H: I just wanted to talk about him [laughter]

T: Yeah, so, Jackie Chan wins the fight by… well Jackie Chan character wins the fight by smacking him on the head with a hammer a bunch of times, and there’s a very, very funny-looking goose eggs that pop up on this guy’s head…but I would imagine if you did get hit with an iron hammer on your head you would definitely be scoring below a 15 or even lower on this Glasgow Coma Scale for TBI, so.. yeah. I wouldn’t do that. I wouldn’t fight with your head.

H: So, in TBI is the trauma induced by the impact or is it the swinging of the head or a combination of both?

T: Well, you can have… So there’s different types of TBIs. So, there are what you call focal or localized TBI and more general TBI.  So TBI can be induced by the brain actually hitting the inside of the brain case.

A: The skull brain case?

- Required actions -
- a) In the TBI conversation, how does the Jackie Chan character win the fight?
- b) Can you translate this sentence from the TBI conversation into Spanish: "I wouldn't fight with your head."
- c) Pick up the TBI conversation after its final line and continue it.
You won't need the items for any of this.

[Items taken from a dataset]
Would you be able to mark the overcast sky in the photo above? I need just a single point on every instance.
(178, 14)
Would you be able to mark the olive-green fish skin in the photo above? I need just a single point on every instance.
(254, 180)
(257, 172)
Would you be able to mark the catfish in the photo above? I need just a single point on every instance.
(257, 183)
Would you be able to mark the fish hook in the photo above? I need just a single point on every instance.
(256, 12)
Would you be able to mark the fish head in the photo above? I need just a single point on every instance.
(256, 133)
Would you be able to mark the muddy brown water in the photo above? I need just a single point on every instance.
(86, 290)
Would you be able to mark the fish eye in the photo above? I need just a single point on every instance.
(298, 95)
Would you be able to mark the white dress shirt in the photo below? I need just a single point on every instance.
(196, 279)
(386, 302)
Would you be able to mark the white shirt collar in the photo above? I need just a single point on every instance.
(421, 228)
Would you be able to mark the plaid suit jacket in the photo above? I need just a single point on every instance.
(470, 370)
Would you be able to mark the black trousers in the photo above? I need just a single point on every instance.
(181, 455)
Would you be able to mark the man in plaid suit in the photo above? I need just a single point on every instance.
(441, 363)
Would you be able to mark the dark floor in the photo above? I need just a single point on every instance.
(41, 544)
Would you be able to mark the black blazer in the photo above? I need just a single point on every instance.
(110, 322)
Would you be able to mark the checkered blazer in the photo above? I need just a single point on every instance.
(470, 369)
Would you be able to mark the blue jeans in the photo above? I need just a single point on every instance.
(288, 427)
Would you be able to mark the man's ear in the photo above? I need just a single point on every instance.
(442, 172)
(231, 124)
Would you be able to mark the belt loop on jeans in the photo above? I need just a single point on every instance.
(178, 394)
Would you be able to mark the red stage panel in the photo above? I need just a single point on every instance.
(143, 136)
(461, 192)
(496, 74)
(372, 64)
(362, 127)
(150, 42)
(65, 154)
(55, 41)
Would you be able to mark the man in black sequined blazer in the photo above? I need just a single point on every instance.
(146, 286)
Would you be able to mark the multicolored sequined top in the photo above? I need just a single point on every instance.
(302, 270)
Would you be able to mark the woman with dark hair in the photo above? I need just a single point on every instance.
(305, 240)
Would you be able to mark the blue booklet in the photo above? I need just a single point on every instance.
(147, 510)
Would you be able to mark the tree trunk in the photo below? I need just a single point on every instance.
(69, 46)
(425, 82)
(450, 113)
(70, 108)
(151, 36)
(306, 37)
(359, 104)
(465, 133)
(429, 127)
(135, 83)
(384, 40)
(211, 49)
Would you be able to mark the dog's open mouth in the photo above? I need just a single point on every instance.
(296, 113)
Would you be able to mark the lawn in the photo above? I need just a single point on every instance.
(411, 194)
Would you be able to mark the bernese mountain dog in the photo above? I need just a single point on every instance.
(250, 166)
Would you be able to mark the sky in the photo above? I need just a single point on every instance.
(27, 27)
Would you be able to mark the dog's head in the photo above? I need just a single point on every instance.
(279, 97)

- Outputs by task -
- a) He smacks the other man on the head with a hammer a bunch of times.

- b) Yo no pelearía con la cabeza.

- c)
T: Oh right, the skull. [laughs crosstalk]. The brain house? Brain box. So, by an impact of the brain on the inside of the skull, which can be caused by things like whiplash or any sudden stop or change in acceleration. You could get the brain gliding with the inside of the skull, that would be a more generalized area of impact. So you can have global TBI, so something like whiplash,  or maybe even a shock wave from an explosion, that’s happening actually a lot with returning veterans. So those are more general, they affect many brain areas. Or  you can have focal either penetrating or non-penetrating TBIs that would severely affect one specific area of the brain but be less generalizable.  But either way the effects of TBI really depend on the severity and the location of the injury.

A: So could you just tell us a little bit more about how we study TBI, how we get to learn more about the effects of the traumatic brain injury?

T: So what they usually do in the lab is they will try to try to induce some kind of impact on the brain, so they can use an actual physical impact or… another lab, actually, that is here at the University of Utah actually fires 22 rifle right next to a mouse’s head. And they use blanks they’re not shooting the mouse they’re just using the shock wave from the blast to cause a more generalized TBI. But I think there are lots of different animal models of TBI… and that can be good or bad depending on your perspective, I think we really need need to synthesize and come up with good meta-analyses for all of those models to get useful conclusions. But yeah. Did that answer the question?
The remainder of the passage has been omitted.